→ INSTRUCTIONS
1/ Answer these questions using the GMO passage:
(a) Which journal published the opinion paper mentioned at the start?
(b) In what year was the article on European and American beliefs about the meaning of "natural" published?
(c) Which was judged more natural, cisgenic or transgenic modification?
2/ Print the section of the GMO passage starting at "Lombrozo also highlights" and ending at "by most respondents.".
3/ Translate this sentence from the GMO passage into Spanish: "To be clear: That’s not true, or organ transplants would be a lot weirder than they already are."

→ TEXT PROVIDED
=======
A recent opinion paper in Trends in Plant Science backs this up, digging into some of the biggest reasons why we are especially amenable to anti-GMO messages. For one, we fall into a common logical fallacy known as “psychological essentialism,” which psychologist Tania Lombrozo describes on NPR’s Cosmos & Culture as: “the tendency to think of species as being defined by some underlying essence that makes an individual the kind of organism that it is, and that gives rise to its core properties, such as what it looks like and how it tastes.”
To be clear: That’s not true, or organ transplants would be a lot weirder than they already are. There is nothing ineffably, indescribably me about my lung, were it to be removed from the rest of me — same goes for any random section of my DNA. Anti-GMO-food activists who use the “fishy tomato” argument are falling into the same fallacy: Of all the reasons you might be concerned about engineered tomatoes, them tasting of tuna is not one.
Lombrozo also highlights our weird preference for things to be “natural” — even if we don’t really understand what that means:
A 2012 article on European and American beliefs about the meaning of “natural” found that for many people it’s defined by negation: When it comes to food, the natural is that which does not involve additives, processing or human intervention. Consistent with these ideas, a study published in 2014 found that genetic hybrids were judged more negatively when they came about via genetic modification than via natural procreation, even when the gene combinations themselves were the same. Cisgenic modification was also judged more natural than transgenic modification, though neither was judged favorably by most respondents.
=======
(Saved entries)

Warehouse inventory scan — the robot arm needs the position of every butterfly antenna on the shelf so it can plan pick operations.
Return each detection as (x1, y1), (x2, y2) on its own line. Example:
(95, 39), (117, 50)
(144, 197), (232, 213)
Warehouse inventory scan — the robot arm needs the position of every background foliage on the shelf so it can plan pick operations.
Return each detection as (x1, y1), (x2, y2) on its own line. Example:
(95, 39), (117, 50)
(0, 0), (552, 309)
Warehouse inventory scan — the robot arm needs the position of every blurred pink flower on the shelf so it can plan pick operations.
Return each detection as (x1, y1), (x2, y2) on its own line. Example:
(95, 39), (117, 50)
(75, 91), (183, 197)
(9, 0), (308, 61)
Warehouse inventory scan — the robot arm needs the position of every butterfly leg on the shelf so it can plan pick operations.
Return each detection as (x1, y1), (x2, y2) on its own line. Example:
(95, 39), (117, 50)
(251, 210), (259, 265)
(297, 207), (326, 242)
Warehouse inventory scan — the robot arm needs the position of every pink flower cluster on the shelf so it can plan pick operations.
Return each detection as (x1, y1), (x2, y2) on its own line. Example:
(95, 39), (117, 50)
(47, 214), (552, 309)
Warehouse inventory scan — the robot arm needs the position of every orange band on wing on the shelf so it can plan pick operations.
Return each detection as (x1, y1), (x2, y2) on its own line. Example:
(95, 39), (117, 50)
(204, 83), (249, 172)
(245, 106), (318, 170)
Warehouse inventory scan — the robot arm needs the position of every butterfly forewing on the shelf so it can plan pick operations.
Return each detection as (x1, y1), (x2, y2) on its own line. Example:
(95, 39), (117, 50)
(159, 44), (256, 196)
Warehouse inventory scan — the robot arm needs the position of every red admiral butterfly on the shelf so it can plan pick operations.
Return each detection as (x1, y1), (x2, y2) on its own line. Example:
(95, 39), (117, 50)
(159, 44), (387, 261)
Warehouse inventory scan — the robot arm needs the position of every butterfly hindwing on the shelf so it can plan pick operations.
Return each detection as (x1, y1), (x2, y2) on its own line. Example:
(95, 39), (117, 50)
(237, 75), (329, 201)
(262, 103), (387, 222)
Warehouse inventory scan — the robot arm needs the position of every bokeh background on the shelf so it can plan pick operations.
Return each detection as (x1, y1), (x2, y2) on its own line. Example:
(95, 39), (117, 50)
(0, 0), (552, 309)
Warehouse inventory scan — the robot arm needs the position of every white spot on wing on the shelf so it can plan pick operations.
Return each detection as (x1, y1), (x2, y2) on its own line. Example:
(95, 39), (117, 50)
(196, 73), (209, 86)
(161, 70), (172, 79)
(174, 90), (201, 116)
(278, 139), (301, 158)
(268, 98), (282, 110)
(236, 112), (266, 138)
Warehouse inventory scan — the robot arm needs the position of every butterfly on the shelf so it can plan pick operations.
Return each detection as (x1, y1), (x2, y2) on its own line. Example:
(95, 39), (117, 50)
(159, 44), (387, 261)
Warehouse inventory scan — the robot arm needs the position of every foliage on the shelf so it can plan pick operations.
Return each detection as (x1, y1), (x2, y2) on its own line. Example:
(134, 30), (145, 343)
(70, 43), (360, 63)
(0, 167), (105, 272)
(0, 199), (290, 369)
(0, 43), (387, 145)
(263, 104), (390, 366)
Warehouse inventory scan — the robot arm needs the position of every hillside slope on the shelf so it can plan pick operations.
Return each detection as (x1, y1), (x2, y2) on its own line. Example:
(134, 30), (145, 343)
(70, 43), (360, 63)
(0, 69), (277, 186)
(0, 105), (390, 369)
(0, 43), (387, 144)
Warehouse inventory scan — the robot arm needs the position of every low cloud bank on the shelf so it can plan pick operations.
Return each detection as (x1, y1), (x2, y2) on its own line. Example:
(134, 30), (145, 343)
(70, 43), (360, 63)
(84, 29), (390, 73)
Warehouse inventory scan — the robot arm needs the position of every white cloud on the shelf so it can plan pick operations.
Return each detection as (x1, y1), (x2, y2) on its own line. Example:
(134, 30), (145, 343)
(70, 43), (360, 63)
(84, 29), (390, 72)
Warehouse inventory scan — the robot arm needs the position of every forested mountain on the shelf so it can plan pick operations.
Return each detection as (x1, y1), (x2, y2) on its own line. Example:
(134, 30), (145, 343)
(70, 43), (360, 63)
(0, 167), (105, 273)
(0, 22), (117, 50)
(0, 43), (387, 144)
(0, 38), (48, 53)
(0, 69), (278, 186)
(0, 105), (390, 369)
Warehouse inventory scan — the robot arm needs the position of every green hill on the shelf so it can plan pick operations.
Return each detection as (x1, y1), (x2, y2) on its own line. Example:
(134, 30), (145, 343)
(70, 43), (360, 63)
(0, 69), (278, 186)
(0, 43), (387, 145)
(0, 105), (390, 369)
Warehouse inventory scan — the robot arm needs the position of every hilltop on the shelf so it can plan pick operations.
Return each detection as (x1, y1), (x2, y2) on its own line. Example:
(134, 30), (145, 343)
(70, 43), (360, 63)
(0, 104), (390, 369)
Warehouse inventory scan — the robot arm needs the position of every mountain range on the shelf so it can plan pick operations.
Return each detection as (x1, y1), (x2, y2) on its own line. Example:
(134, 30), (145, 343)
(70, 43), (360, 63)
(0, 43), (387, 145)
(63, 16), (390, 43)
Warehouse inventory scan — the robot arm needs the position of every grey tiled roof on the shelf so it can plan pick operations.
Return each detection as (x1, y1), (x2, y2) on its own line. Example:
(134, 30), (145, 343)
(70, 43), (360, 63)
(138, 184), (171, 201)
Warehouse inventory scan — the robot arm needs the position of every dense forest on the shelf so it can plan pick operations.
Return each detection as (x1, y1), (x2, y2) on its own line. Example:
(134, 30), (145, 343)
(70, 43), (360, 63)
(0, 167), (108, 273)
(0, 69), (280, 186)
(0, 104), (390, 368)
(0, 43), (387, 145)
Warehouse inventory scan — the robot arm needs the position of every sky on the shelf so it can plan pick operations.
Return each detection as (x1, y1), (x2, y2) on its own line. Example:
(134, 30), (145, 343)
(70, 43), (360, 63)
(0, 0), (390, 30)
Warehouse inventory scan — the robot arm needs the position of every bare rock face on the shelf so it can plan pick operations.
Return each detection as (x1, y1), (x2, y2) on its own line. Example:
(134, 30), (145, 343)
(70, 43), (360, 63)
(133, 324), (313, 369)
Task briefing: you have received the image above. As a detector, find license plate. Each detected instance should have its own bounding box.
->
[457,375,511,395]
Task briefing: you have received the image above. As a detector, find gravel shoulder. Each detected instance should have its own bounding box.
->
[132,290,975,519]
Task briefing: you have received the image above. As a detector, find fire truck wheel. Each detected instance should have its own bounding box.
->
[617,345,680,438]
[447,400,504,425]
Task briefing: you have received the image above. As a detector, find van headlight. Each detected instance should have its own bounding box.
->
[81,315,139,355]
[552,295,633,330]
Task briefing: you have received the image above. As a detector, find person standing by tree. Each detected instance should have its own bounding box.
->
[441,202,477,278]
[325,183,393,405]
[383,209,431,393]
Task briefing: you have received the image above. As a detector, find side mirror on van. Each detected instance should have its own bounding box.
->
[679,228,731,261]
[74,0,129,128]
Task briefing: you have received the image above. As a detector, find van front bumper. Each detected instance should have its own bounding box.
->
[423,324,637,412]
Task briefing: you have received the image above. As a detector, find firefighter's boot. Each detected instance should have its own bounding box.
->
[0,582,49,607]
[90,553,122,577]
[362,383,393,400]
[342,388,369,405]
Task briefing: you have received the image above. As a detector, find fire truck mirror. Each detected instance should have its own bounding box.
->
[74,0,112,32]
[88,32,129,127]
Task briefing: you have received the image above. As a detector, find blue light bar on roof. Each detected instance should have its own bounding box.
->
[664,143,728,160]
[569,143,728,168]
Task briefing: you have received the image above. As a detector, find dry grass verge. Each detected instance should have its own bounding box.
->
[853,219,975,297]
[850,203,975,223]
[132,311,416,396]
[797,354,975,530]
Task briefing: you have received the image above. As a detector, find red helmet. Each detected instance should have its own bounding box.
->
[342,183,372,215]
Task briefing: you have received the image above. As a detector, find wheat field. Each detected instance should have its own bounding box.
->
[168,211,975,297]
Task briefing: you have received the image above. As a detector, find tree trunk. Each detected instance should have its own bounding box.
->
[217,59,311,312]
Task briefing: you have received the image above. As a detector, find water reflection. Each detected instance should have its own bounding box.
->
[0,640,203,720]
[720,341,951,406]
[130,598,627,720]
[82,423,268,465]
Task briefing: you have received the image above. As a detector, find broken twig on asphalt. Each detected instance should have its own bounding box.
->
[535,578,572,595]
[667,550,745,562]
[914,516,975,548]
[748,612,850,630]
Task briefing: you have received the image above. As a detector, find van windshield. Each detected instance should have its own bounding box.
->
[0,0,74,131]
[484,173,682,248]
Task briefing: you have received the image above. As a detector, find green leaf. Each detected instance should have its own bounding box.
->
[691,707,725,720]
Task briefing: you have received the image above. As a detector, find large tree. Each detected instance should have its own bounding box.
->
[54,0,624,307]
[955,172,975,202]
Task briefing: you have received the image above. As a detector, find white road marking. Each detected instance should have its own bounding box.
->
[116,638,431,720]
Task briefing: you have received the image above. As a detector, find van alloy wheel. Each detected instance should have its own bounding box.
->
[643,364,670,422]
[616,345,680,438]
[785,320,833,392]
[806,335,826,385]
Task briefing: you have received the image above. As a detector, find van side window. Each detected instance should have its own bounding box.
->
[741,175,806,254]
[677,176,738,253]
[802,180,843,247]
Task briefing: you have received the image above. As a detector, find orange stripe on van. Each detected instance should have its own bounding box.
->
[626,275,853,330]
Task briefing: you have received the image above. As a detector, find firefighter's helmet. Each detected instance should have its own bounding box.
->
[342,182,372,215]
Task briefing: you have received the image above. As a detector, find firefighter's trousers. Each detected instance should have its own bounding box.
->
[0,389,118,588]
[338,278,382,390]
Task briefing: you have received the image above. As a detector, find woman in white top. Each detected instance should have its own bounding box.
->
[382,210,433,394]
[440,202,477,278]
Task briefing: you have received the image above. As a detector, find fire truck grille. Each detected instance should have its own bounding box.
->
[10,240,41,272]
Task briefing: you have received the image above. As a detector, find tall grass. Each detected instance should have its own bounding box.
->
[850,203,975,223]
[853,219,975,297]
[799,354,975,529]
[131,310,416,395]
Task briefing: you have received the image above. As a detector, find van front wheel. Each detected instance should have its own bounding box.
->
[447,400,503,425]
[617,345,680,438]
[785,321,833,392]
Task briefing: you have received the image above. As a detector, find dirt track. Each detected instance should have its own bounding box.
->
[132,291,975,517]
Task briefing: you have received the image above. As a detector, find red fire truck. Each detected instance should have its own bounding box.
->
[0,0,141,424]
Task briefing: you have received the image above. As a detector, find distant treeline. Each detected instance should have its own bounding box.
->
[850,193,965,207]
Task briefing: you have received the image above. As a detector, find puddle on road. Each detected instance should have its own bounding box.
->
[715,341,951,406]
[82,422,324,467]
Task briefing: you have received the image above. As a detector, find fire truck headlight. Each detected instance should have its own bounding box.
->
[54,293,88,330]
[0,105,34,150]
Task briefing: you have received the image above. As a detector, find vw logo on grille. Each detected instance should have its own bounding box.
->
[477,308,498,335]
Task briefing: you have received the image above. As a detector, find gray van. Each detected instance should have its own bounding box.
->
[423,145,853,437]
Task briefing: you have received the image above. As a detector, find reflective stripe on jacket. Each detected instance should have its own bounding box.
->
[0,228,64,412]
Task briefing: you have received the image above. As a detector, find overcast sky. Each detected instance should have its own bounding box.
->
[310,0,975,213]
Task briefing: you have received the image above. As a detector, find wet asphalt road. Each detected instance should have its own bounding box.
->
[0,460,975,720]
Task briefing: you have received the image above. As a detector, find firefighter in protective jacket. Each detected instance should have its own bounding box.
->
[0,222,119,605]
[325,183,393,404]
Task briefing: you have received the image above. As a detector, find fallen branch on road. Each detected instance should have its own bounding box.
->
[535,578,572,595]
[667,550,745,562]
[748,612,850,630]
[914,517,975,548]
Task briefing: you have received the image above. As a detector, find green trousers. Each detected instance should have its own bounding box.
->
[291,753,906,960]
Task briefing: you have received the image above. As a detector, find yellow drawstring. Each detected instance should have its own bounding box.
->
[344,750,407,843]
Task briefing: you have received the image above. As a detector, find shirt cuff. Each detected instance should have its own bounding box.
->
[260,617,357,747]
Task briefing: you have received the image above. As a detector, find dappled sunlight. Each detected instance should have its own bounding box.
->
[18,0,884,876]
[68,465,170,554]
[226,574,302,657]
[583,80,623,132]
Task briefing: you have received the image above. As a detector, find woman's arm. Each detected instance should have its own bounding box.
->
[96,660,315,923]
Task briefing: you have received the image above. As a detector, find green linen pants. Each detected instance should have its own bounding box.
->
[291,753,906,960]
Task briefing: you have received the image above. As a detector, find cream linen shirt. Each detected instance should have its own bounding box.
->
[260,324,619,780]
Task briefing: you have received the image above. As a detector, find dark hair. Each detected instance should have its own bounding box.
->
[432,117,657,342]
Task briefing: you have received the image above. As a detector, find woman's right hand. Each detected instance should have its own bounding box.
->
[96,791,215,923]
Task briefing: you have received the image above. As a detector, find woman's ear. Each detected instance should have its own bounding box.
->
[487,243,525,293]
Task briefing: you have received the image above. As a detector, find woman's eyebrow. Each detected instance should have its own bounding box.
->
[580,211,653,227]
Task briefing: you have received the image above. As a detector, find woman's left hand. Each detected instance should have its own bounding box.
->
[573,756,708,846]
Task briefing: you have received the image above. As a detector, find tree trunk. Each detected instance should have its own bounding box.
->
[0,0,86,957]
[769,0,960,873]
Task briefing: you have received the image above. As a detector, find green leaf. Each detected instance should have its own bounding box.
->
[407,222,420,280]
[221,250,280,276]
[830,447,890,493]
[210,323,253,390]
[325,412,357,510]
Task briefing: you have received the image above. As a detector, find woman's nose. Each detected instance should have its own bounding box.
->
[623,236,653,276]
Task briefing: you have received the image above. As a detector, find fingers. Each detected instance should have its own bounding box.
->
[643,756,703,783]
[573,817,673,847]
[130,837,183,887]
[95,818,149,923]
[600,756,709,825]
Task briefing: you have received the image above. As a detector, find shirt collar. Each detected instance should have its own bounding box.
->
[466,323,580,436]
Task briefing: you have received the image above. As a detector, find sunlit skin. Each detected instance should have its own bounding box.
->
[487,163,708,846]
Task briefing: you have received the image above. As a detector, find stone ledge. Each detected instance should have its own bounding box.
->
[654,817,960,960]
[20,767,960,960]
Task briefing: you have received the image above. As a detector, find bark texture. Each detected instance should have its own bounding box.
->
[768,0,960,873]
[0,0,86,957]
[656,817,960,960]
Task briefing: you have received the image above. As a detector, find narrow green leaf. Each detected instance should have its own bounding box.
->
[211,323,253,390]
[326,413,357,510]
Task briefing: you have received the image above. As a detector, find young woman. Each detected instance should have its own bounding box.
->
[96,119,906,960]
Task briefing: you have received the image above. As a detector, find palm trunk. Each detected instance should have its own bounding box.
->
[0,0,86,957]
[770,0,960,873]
=======
→ RESULTS FOR THE EXERCISE
1/
(a) Trends in Plant Science
(b) 2012
(c) Cisgenic modification

2/
Lombrozo also highlights our weird preference for things to be “natural” — even if we don’t really understand what that means:
A 2012 article on European and American beliefs about the meaning of “natural” found that for many people it’s defined by negation: When it comes to food, the natural is that which does not involve additives, processing or human intervention. Consistent with these ideas, a study published in 2014 found that genetic hybrids were judged more negatively when they came about via genetic modification than via natural procreation, even when the gene combinations themselves were the same. Cisgenic modification was also judged more natural than transgenic modification, though neither was judged favorably by most respondents.

3/ Para que quede claro: eso no es cierto, o los trasplantes de órganos serían mucho más raros de lo que ya son.